El perfil también es una herramienta periodística para tratar temas como el poder. El poder siempre será un tema de interés, ha definido el pasado y definirá el futuro. “Yo me he inclinado por temas del poder porque, en últimas, es un puñado de hombres el que lo tiene y son ellos los que definen el destino de muchos individuos, de muchos países. En últimas la violencia o las guerras están ideadas y mantenidas por un puñado de sujetos. Entonces me llama la atención la relación que ellos tienen con el poder, la forma en que lo adquieren, los que acceden a él a través de la fuerza o los que quieren perpetuarse, también a la fuerza, así, como ha ocurrido en muchos países de América Latina”.
En general toda la relación que se genera con el poder, desde diferentes ángulos llama la atención. “Siento indignación por la manera en que muchos adquieren el poder, entonces, en un mundo habitado por muchos líderes así, es un deber de los periodistas buscar qué hay detrás de ellos”. Si hay un personaje que decide que él es muy bueno y que quiere manejar el destino de millones de seres humanos, hay que mirarlo bien a fondo. “Es un deber del periodismo indagar por esas personas, utilizar el arma del perfil para ponerlos en evidencia, porque el poder adquirido por la fuerza siempre deja víctimas. Si el poder está bien ejercido, no tiene por qué ser oscuro o turbio y si lo es, es porque no es legítimo”. El perfil va tras la verdad, como el periodismo.

- _Extractos del conjunto de datos de señalamiento_
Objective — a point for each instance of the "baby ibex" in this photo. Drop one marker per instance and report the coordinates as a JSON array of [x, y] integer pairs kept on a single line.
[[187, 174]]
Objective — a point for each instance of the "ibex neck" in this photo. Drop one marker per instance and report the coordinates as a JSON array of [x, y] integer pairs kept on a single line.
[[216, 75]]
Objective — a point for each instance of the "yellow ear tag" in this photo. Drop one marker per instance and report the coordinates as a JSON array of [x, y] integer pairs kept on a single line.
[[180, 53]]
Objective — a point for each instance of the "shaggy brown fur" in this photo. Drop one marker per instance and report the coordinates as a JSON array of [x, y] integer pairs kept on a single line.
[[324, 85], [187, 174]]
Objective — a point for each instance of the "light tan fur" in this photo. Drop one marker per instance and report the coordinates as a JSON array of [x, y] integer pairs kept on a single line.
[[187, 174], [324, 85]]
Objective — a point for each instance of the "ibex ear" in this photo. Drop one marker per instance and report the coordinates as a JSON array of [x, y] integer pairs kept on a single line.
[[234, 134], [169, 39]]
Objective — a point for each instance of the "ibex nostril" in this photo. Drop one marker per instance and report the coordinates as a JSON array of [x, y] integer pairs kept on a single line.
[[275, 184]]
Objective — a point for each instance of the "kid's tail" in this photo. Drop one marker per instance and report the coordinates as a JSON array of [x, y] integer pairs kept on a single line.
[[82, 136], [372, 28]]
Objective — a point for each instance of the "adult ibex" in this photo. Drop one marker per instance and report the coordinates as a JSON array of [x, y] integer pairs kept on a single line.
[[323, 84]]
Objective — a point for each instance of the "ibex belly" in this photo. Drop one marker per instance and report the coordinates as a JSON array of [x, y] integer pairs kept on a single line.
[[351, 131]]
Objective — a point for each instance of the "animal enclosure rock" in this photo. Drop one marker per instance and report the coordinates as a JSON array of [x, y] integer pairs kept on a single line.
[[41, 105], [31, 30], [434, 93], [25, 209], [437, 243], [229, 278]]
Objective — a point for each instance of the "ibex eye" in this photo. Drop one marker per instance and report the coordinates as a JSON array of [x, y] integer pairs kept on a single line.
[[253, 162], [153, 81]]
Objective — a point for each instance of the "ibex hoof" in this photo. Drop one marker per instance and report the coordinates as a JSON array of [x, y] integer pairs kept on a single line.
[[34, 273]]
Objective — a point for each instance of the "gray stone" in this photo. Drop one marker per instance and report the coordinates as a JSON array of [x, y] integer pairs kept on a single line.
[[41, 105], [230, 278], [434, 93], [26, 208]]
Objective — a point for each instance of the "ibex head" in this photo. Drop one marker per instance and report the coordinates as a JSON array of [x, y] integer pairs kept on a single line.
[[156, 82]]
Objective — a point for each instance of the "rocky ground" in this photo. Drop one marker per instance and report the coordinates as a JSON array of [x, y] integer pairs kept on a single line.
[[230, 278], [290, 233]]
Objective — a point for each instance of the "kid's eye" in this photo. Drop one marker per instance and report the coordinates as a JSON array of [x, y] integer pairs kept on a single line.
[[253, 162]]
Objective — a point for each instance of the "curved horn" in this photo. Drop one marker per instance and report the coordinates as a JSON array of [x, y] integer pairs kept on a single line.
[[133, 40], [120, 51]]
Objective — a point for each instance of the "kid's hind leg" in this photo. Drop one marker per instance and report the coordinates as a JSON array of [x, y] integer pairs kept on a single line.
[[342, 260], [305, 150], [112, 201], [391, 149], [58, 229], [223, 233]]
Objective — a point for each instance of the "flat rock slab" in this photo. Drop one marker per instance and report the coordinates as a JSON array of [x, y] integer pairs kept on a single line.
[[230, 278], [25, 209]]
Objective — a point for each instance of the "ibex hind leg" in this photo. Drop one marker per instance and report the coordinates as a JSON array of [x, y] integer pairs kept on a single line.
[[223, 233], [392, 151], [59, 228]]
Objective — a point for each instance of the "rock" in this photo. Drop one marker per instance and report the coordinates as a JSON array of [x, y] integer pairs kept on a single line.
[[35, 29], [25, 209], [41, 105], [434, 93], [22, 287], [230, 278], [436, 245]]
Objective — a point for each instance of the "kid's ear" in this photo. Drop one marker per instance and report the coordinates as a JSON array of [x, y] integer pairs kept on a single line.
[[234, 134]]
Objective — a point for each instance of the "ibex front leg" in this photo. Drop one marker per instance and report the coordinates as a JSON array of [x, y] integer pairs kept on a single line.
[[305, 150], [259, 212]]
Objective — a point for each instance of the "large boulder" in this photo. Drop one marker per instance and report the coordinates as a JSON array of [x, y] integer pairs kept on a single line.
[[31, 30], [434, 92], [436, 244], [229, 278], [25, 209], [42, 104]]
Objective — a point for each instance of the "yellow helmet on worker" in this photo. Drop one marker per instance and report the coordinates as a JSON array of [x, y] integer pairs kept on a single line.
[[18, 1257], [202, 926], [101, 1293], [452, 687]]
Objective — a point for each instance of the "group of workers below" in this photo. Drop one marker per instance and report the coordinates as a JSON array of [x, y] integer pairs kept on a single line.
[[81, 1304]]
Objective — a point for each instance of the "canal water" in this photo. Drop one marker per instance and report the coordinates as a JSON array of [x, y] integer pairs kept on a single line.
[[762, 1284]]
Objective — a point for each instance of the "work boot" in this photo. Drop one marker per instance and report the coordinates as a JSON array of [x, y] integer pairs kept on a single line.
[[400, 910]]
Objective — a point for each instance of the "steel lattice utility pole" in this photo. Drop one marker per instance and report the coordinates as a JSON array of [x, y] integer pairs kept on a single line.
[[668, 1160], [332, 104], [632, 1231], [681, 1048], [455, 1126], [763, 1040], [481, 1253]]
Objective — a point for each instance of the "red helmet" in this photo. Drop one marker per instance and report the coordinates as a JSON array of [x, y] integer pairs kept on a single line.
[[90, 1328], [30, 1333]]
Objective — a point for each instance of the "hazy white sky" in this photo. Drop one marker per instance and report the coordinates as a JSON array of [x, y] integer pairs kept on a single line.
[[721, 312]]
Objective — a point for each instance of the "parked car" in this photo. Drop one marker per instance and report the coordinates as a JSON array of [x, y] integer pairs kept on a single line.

- _Lista de tareas_
**1.** Transcribe del texto sobre el perfil y el poder el fragmento que comienza en "En general toda" y termina en "como el periodismo.".
**2.** Resume en dos oraciones el texto sobre el perfil periodístico y el poder.
**3.** Prosigue el texto sobre el perfil periodístico y el poder a partir de su última oración.
El listado no hace falta para ninguna de las tareas.

- _Respuestas por tarea_
**1.**
En general toda la relación que se genera con el poder, desde diferentes ángulos llama la atención. “Siento indignación por la manera en que muchos adquieren el poder, entonces, en un mundo habitado por muchos líderes así, es un deber de los periodistas buscar qué hay detrás de ellos”. Si hay un personaje que decide que él es muy bueno y que quiere manejar el destino de millones de seres humanos, hay que mirarlo bien a fondo. “Es un deber del periodismo indagar por esas personas, utilizar el arma del perfil para ponerlos en evidencia, porque el poder adquirido por la fuerza siempre deja víctimas. Si el poder está bien ejercido, no tiene por qué ser oscuro o turbio y si lo es, es porque no es legítimo”. El perfil va tras la verdad, como el periodismo.

**2.** El perfil es una herramienta periodística para tratar el poder, un tema siempre de interés porque lo tiene un puñado de hombres que define el destino de muchos individuos y países. Según el testimonio citado, es un deber del periodismo indagar por quienes adquieren el poder a la fuerza y ponerlos en evidencia con el perfil, porque ese poder siempre deja víctimas, y el perfil, como el periodismo, va tras la verdad.

**3.**
Un escenario ideal para la construcción de un buen perfil es caminar alrededor del personaje y poder verlo completamente desnudo, poder espiarlo despojado de sus atuendos. Se trata de surcar al personaje, acercarse con cautela. Olfatearlo. Ir tras sus huellas y su pasado, ver cómo fue su infancia y el contexto en la que trascurrió. Hay que “hacer leves divagaciones para surcar aspectos que muestren un personaje redondo”. Para lograr un retrato tridimensional, quien escribe, tiene que ver todos los rasgos posibles del personaje, todos sus pliegues. Claro, nadie va a permitir que este escenario ideal se dé, porque es una situación riesgosa para el personaje. A nadie le gustaría dejarse ver de esa forma, pero es lo que siempre debe buscar el perfilador.
La idea es que el lector del peril pueda ver a la persona como una escultura de Rodán puesta en el Museo del Prado. Quien la mire podrá caminar alrededor de ella y apreciarla en su totalidad. Para modelar esta escultura, a veces es necesario despojarnos de los imaginarios colectivos en torno a los personajes, empezar desde cero. “En la vida de Juan Carlos de Borbón, Rey de España, pude descubrir que más allá de la imagen pública, existían aspectos que no necesariamente eran positivos dentro de esa personalidad y eso también es importante decírselo al lector”.
Para obtener un acercamiento vital al personaje hay que inspeccionarlo por dentro. Hacerse muchas preguntas en torno a su vida y en torno a lo que queremos decir: ¿Quién es para mí ese personaje? ¿Cuál es su historial? ¿Cómo contar los múltiples lados de esa persona? ¿Cómo piensa, cuál es su psiquis? ¿Cuál es la relación de ese personaje con la historia del país? ¿Cuáles son sus aspectos vulnerables y cuáles son sus aspectos fuertes? ¿Cómo aprender a leer en él, las señales que son importantes? Hay que establecer las dudas que existen en torno al personaje, aquellos aspectos que el público no conoce. El objetivo del perfil es responder a esos interrogantes.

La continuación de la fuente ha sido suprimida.